Set problem |
Can you reproduce the data listing below, substituting "rectangle" for every "bounding box" and leaving everything else unchanged?

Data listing

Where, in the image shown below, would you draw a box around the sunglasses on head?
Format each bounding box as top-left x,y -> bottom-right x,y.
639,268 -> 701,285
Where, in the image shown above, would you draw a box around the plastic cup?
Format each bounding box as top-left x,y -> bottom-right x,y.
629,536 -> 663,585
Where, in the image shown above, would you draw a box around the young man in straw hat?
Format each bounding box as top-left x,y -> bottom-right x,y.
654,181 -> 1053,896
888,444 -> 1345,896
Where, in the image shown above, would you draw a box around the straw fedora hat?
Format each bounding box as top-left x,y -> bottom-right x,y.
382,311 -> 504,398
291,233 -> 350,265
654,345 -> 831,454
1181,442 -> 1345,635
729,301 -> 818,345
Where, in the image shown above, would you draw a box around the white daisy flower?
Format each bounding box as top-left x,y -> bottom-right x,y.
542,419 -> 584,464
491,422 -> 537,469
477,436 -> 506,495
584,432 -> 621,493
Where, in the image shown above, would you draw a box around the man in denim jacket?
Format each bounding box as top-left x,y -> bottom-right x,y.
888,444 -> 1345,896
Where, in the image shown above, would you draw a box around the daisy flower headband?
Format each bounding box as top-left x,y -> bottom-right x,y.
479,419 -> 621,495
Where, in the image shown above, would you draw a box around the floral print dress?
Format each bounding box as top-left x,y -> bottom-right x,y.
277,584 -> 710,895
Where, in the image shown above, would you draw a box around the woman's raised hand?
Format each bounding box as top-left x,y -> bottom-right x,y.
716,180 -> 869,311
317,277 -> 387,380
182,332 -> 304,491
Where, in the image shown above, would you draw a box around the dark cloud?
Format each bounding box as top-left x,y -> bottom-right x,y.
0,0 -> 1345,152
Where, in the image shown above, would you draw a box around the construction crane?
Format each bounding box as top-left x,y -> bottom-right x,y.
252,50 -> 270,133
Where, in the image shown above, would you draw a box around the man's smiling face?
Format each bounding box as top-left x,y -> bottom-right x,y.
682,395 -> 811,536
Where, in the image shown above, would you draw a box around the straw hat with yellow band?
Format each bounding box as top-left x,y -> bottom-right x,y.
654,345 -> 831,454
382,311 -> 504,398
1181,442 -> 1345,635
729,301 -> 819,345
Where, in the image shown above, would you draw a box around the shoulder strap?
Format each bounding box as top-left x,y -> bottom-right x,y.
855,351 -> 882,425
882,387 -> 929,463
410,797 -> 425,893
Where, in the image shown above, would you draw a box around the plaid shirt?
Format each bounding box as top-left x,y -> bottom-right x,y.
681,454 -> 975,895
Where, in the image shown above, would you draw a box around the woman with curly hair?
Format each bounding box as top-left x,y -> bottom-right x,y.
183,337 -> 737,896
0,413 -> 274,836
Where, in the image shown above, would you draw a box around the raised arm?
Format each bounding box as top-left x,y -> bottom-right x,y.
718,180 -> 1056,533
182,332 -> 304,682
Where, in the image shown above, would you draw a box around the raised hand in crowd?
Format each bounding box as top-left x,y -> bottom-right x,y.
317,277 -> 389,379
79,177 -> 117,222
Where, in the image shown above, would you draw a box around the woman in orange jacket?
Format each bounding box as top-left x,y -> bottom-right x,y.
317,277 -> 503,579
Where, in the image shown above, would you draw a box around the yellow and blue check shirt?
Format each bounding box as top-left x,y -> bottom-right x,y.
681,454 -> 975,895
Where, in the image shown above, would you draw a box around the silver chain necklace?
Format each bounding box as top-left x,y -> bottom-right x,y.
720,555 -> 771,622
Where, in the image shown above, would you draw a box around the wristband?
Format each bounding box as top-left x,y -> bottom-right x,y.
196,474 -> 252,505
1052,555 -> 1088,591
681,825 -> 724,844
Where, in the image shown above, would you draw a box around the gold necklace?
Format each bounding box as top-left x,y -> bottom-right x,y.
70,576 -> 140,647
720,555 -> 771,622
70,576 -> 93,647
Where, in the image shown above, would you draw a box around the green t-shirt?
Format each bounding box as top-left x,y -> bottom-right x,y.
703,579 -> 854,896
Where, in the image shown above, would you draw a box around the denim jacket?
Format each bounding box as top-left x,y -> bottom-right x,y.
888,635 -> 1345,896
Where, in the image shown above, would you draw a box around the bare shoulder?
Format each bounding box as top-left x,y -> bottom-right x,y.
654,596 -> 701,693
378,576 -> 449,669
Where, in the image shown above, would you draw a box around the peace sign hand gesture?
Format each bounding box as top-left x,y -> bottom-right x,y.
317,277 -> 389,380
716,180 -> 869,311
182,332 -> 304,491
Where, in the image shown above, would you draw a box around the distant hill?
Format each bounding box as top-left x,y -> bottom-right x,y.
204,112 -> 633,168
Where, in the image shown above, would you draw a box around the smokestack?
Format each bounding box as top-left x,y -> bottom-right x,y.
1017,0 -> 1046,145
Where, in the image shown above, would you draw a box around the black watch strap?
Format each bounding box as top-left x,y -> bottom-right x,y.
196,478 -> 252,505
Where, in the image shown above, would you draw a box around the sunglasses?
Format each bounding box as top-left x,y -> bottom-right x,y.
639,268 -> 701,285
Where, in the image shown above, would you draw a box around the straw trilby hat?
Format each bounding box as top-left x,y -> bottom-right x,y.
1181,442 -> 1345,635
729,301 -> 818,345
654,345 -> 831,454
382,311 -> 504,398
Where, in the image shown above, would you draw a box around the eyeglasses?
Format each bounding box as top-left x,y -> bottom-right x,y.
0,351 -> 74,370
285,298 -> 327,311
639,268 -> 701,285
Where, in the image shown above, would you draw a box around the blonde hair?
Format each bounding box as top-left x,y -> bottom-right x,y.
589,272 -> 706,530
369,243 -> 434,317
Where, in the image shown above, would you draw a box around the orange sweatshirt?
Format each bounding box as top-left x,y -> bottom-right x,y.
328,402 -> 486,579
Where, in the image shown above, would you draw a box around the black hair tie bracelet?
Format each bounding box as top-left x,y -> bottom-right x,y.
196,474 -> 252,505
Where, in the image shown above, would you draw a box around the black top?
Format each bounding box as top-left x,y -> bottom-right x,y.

Task result |
Where, in the image shown below, would you draw a box around the sunglasses on head?
Format each rectangle as top-left x,y -> bottom-right x,y.
639,268 -> 701,285
Where, in the image shown above, would you draw a box around the plastic cup?
Format each rectangle as top-left x,y -> bottom-right x,y.
629,536 -> 663,585
Where, in the image shown above, would you draw a box around the young man in straw hat?
Format each rectangle as top-left x,y -> bottom-right x,y.
654,181 -> 1053,896
888,444 -> 1345,896
Where, in the image shown above, would you draw a box around the straw fedora hat?
Format each rectangle as top-left x,y -> bottom-right x,y.
382,311 -> 504,398
291,233 -> 350,265
654,345 -> 831,454
1181,442 -> 1345,635
729,301 -> 818,345
Where, in the image shown above, would you draw a box around the white daisy flower?
Format each rectangle as top-left x,y -> bottom-right x,y.
542,419 -> 584,464
491,422 -> 537,469
477,436 -> 506,495
584,432 -> 621,493
Where, in the image shown above, would you draw a box around the man in denim jacket?
Format each rectangle as top-left x,y -> bottom-right x,y.
888,444 -> 1345,896
Where, in the image shown above, would you draw a box around the daisy flower headband?
Format each rectangle as top-left x,y -> bottom-right x,y.
479,419 -> 621,495
Where, in the image shown above, would you draw a box around the floral print dress?
Format each rectangle as top-left x,y -> bottom-right x,y.
277,584 -> 710,895
Where, in the image shown above, would you draw a box around the woman's raised hand?
Format each rectangle as top-left x,y -> bottom-right x,y.
716,180 -> 869,311
317,277 -> 387,380
182,332 -> 304,491
Where, in the image shown above, would you draw a box around the dark cloud?
Format each rectangle as top-left x,y -> bottom-right x,y.
0,0 -> 1345,152
Where, in the image shown above, would you draw a box around the construction crane?
Format each rectangle as top-left x,y -> bottom-right x,y.
252,50 -> 270,133
Where, in the image shown above, would you draw a box around the man's smiling face?
Format each rectangle as top-left x,y -> bottom-right x,y.
682,395 -> 811,536
Where, in the image shown above, would you draw a box around the straw hat with yellow band?
Format each rectangle as top-left x,y -> bottom-right x,y.
654,345 -> 831,454
382,311 -> 504,398
1181,442 -> 1345,635
729,301 -> 819,345
Where, in the image shown above, would you draw a box around the shoulder strap?
Format each rectangle as top-left x,y -> bottom-right x,y.
855,351 -> 882,425
882,387 -> 929,463
410,797 -> 425,893
Where, in the image shown above, would you draw a box around the plaid shirt?
Format each rectangle as top-left x,y -> bottom-right x,y.
681,454 -> 975,895
Where, in the image shown above, would you draw a box around the woman with curly hair?
Format each rectangle as top-left x,y -> bottom-right x,y.
183,337 -> 737,896
0,413 -> 274,836
Where, in the image shown above, would you draw a box around the raised arm?
Format each rectangle as top-left x,y -> bottom-right x,y.
718,180 -> 1056,533
182,332 -> 304,682
Where, in the image shown above, would you draw a box around the raised hand in crowd?
Format each rectangle as top-left x,y -> bottom-right x,y.
317,277 -> 389,379
79,177 -> 117,222
Where, in the image shown above, would you draw a box around the woman in orange jacket?
Format each rectangle as top-left x,y -> bottom-right x,y.
317,277 -> 503,579
Where, in the image shown above, would you draw a box around the yellow and blue check shirt?
Format each rectangle as top-left x,y -> bottom-right x,y.
681,454 -> 975,895
Where, in the image shown above, would you draw a box around the silver chain necklace?
Format each rectangle as top-left x,y -> bottom-right x,y.
720,555 -> 771,622
Where, in the image shown above, would you draw a box around the wristband?
Format each rectangle as top-left x,y -> bottom-right x,y.
196,474 -> 252,505
1052,555 -> 1088,591
681,825 -> 724,844
Where, in the image shown above, would you draw a box around the gold necklace?
Format each rectangle as top-left x,y -> bottom-right x,y.
70,576 -> 140,647
720,555 -> 771,622
70,576 -> 93,647
Where, in the image shown above, would you draw a box around the green t-shirt?
Format each rectangle as top-left x,y -> bottom-right x,y.
703,579 -> 854,896
Where, in the image shown above, would you draw a box around the denim jacket?
Format each rectangle as top-left x,y -> bottom-right x,y.
888,635 -> 1345,896
Where, in the image shown above, would you draw a box around the bare shoulder?
Format each rectangle as top-left x,y -> bottom-right x,y.
654,596 -> 701,693
378,576 -> 449,669
Where, in the image shown above, would you draw a box around the peace sign hand gesture?
Format each rectangle as top-left x,y -> bottom-right x,y.
317,277 -> 389,380
716,180 -> 869,311
182,332 -> 304,491
Where, in the image shown above, would you draw a box around the distant hill?
Format each rectangle as top-left x,y -> bottom-right x,y.
204,112 -> 633,168
Where, in the image shown above, would you draw a box around the smokestack?
Format each rectangle as top-left x,y -> bottom-right x,y.
1017,0 -> 1046,145
Where, in the image shown above, would you draw a box around the black watch strap?
Format each rectangle as top-left x,y -> bottom-right x,y.
196,478 -> 252,505
Where, in the image shown above, would you draw a box around the sunglasses?
Format each rectangle as top-left x,y -> bottom-right x,y.
639,268 -> 701,285
Where, in the image shown above, would you draw a box around the straw trilby hat?
Format each rectangle as top-left x,y -> bottom-right x,y.
1181,442 -> 1345,635
729,301 -> 818,345
654,345 -> 831,454
382,311 -> 504,398
Where, in the image shown above, would you draw a box around the eyeglasses?
Format each rectangle as top-left x,y -> bottom-right x,y.
0,351 -> 74,370
285,298 -> 327,311
639,268 -> 701,285
Where, in the image shown above, would you draw a box around the blonde hair?
Format each rectangle as top-left x,y -> bottom-right x,y.
589,272 -> 706,530
369,243 -> 434,317
Where, in the image shown above, would you draw a box around the orange sweatshirt?
Format each rectangle as top-left x,y -> bottom-right x,y.
328,402 -> 486,579
Where, in the image shown above, would you draw a box around the black hair tie bracelet?
Format each rectangle as top-left x,y -> bottom-right x,y.
196,474 -> 252,505
Where, in the image shown above, would you draw a box around the black top?
Format each rectangle as top-left x,y -> bottom-right x,y.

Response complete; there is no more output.